● Stated task
Locate each line in the entries below that contains the string "chocolate", matching case exactly, and copy those lines out.

● Stored records
^^^^
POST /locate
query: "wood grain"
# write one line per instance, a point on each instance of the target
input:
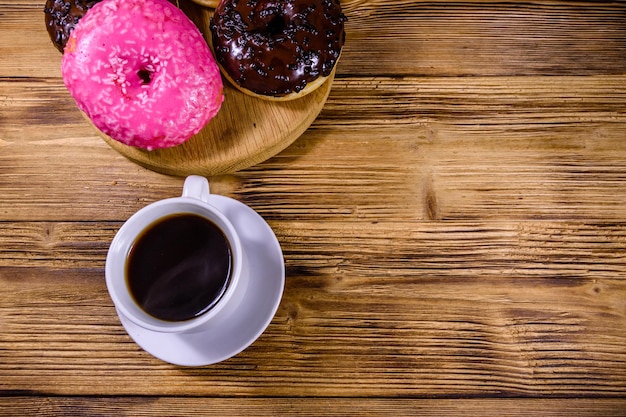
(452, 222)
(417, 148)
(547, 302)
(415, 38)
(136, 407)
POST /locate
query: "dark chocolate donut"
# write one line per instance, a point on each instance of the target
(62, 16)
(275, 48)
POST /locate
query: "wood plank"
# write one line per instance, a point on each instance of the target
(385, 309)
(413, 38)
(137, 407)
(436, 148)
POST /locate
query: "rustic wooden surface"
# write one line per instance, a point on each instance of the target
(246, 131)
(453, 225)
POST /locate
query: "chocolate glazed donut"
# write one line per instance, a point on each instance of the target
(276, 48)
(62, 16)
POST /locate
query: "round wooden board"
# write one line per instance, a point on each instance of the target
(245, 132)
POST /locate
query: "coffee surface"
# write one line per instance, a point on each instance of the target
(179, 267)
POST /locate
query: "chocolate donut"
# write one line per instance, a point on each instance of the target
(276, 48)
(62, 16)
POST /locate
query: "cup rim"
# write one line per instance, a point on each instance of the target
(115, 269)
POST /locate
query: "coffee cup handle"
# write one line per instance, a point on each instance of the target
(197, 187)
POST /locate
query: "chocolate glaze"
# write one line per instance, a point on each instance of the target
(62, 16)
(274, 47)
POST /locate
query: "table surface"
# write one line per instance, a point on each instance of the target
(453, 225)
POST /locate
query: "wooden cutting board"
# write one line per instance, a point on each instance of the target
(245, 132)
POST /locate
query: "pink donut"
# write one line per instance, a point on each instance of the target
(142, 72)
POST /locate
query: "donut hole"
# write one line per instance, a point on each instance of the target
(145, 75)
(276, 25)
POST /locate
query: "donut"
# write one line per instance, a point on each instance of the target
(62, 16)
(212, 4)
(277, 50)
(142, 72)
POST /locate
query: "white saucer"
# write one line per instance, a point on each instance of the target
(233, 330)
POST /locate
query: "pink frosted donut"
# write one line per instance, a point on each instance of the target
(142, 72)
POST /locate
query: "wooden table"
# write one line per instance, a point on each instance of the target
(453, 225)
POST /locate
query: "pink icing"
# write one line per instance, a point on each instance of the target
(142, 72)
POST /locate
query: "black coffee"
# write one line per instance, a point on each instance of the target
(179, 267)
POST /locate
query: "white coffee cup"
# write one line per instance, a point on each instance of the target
^^^^
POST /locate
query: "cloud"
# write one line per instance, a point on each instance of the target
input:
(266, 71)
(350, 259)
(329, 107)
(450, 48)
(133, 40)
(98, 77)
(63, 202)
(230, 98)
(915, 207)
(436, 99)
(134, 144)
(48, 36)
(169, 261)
^^^^
● Expected answer
query: "dark chocolate donut"
query: "chocolate glazed donut"
query: "chocolate donut"
query: "chocolate glaze"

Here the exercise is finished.